Page:
In contrast, Chinese postdoctoral researchers often get experience in the West and then head home where the boom in Artificial Intelligence (AI) and quantum computing coupled with the Chinese government's pro-science policies helps set them up in world-class facilities.

Indian policymakers with a more laissez faire approach towards the overseas Indian community, have failed to fully exploit this tremendous resource, in part because of failures to improve the domestic infrastructure and regulatory environment. In the World Bank (2020)’s ease of doing business report 2020, China ranks 31st out of 190 countries, while India ranks 63rd. 

How China Is Shifting Gear 

With shrinking cost advantages due to rising education level and wages, the Chinese Communist Party (CCP) wants to focus on high end manufacturing to grow the middle class and reduce inequality. In 2021, the country took regulatory moves like -

  • Regulating their largest tech companies (Alibaba and Tencent) for monopolistic behaviour that was driving prices up on the Chinese consumer.
  • Putting tough limits on property developers’ bank borrowings to control fueling housing prices. 

China will spend much of the next decade trying to transition its investment/infrastructure/housing economy to a US styled consumption economy. 

The Belt and Road initiative launched by President Xi in 2013, envisions the construction of road and sea connections between China and countries in Southeast Asia, Central Asia and through to Europe. OBOR is an evolutionary step in the strategy designed to create strong physical connections within partner countries that make concrete trade relationships for projection of power for China. China is moving away from the U.S. dominated exports to target the countries within the belt and act as a hub by opening up its financial markets along with the manufacturing economy.

Rise in Patent filings

Change in business plan for the Chinese economy can also be substantiated by the rise in patent filings by the country. According to World intellectual Property indicators, 2021, the top five countries (U.S, Europe, Japan, Korea and China) accounted for 85.1 per cent of the world's total patent applications filed in 2020, which is 7.7 per cent higher than their combined share in 2010. A large part of this growth came due to China, as it doubled its share in patent filings in the world from 19.6 per cent in 2010 to 45.7 per cent in 2020.

The tasks:
**a.** Summarize the passage on China's economic shift in two sentences.
**b.** Please extract the stretch of the passage on China's economic shift from "How China Is" through "the Chinese consumer.".
**c.** Rewrite the paragraph of the passage on China's economic shift that begins "The Belt and Road initiative launched" as a short list, keeping its main facts.

Supplied data:
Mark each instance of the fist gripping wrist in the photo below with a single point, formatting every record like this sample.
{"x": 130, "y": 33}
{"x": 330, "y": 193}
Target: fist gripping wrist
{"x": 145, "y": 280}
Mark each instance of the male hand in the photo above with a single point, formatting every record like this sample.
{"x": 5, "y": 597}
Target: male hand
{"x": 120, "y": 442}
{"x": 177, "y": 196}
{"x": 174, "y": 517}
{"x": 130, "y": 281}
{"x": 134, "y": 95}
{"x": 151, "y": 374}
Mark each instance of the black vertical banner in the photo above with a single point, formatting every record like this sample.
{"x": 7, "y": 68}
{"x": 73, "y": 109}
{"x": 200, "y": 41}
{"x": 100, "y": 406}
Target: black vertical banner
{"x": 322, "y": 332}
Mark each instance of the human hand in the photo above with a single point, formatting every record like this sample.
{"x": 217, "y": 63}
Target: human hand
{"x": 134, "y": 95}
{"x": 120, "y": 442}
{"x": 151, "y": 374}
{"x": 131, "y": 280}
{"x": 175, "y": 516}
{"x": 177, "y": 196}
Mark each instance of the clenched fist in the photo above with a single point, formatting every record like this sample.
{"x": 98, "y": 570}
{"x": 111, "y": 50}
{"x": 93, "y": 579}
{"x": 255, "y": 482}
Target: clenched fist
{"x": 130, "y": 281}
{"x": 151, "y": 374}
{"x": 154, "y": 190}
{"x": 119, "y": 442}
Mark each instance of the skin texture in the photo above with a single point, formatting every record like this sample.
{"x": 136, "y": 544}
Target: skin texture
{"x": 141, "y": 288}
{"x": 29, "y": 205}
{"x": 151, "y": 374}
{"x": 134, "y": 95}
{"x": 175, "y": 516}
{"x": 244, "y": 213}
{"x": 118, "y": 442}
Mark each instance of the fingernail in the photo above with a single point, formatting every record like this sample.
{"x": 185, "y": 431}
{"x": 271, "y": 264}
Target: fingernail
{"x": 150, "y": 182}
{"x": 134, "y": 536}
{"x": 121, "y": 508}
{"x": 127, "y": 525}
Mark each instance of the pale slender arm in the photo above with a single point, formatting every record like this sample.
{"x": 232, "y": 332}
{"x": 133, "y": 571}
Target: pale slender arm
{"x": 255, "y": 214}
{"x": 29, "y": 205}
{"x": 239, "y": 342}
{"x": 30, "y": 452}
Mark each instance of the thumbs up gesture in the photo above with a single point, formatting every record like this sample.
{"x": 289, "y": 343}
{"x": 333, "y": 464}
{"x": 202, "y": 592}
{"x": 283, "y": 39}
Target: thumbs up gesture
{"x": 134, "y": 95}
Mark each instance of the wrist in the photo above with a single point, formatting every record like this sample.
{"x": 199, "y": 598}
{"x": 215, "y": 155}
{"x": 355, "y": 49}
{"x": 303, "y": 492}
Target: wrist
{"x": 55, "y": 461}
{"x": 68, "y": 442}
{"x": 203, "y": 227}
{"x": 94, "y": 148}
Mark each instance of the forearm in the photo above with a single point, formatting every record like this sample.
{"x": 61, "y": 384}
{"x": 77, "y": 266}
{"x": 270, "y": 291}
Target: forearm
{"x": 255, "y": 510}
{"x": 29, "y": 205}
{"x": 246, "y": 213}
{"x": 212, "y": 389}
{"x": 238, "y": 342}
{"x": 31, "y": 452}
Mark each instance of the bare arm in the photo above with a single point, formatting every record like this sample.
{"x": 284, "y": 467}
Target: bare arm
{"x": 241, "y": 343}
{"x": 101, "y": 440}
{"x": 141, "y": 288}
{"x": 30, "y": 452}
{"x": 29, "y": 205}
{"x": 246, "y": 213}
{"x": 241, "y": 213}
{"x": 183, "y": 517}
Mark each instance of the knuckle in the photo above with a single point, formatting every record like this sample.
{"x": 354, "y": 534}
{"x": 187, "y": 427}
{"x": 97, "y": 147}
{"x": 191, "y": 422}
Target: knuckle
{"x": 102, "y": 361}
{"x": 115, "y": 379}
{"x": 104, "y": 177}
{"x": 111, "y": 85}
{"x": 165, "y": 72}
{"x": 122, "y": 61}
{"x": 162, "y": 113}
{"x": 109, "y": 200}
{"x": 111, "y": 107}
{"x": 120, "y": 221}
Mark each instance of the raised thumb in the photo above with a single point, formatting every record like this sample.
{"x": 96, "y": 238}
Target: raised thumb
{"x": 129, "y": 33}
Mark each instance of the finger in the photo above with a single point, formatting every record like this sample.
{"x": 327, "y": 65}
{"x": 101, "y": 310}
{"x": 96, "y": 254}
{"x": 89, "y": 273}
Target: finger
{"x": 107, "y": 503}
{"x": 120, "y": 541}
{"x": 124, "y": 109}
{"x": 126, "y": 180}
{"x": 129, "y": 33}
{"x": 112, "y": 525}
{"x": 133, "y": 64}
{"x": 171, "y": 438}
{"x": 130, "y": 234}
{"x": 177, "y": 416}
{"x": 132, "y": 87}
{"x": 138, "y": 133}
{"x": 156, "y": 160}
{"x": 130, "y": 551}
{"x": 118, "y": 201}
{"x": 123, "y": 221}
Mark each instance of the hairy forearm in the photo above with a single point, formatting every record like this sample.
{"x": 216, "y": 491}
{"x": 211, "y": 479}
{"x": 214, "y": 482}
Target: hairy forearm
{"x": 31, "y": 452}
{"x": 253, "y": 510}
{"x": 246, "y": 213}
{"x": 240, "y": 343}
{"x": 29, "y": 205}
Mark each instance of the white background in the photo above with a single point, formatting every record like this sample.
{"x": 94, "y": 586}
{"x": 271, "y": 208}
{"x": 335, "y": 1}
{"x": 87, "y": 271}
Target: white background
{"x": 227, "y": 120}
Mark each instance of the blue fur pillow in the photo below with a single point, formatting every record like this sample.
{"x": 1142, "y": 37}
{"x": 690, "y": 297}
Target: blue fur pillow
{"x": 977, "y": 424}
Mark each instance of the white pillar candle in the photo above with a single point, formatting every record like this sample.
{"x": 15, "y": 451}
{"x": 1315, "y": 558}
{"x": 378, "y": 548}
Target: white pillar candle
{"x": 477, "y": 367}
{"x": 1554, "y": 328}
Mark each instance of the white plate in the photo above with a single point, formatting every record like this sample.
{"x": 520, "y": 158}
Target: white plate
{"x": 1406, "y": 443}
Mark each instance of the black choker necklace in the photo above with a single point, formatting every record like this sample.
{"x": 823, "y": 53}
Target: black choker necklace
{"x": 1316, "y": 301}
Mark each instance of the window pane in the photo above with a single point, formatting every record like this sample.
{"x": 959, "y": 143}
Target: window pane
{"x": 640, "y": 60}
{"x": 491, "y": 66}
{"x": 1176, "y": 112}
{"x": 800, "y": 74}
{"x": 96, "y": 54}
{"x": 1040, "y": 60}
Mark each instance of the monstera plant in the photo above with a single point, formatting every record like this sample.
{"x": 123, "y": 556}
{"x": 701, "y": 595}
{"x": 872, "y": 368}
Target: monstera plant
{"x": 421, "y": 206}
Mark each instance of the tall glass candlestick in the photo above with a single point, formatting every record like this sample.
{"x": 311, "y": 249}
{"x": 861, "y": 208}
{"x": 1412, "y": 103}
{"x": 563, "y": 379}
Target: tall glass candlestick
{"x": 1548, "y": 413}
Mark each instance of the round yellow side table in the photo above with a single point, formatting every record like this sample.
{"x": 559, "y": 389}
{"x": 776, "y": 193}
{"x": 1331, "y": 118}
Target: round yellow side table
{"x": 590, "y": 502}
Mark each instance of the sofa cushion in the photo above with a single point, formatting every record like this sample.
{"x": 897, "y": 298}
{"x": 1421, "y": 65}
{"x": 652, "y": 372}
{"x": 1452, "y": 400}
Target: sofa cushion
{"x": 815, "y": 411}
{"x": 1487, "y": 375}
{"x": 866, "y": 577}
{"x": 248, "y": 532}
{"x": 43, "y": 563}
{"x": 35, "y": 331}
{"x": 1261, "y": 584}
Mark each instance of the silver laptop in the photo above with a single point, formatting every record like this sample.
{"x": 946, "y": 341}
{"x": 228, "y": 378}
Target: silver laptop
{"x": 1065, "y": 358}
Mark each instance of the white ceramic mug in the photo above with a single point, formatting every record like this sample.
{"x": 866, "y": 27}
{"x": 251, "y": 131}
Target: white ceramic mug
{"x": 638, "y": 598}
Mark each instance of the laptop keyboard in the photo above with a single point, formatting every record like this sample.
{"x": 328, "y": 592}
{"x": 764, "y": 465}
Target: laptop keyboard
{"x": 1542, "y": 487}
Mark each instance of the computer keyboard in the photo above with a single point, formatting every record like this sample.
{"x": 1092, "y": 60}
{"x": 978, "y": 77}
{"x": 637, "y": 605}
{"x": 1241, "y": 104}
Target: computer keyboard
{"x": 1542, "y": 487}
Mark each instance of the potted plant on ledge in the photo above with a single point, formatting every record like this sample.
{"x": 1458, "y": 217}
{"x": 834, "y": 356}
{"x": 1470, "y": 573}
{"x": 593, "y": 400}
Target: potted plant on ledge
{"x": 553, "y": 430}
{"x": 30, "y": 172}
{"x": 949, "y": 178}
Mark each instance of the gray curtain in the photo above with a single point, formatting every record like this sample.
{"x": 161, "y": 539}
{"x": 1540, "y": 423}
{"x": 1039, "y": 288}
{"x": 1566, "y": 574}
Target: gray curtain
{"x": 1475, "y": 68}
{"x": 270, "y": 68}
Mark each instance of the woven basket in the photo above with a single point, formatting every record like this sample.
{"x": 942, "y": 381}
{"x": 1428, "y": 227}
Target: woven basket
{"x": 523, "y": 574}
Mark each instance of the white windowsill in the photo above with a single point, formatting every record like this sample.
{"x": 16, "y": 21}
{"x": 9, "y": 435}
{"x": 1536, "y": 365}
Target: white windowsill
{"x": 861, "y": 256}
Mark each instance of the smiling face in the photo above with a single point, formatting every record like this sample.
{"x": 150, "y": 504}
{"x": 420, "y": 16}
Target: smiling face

Replies:
**a.** Chinese postdoctoral researchers often gain experience in the West and return home to world-class facilities, while India, which ranks 63rd to China's 31st in the World Bank's 2020 ease of doing business report, has failed to fully exploit its overseas community. China is moving toward high-end manufacturing and a consumption economy, building trade links through the Belt and Road initiative, and doubling its share of world patent filings from 19.6 per cent in 2010 to 45.7 per cent in 2020.

**b.**
How China Is Shifting Gear 

With shrinking cost advantages due to rising education level and wages, the Chinese Communist Party (CCP) wants to focus on high end manufacturing to grow the middle class and reduce inequality. In 2021, the country took regulatory moves like -

  • Regulating their largest tech companies (Alibaba and Tencent) for monopolistic behaviour that was driving prices up on the Chinese consumer.

**c.**
- Launched by President Xi in 2013.
- Plans road and sea connections from China to Southeast Asia, Central Asia and on to Europe.
- Aims to build physical connections that create concrete trade relationships and project Chinese power.
- Marks China's move away from U.S.-dominated exports toward countries along the belt.
- Positions China as a hub by opening its financial markets alongside its manufacturing economy.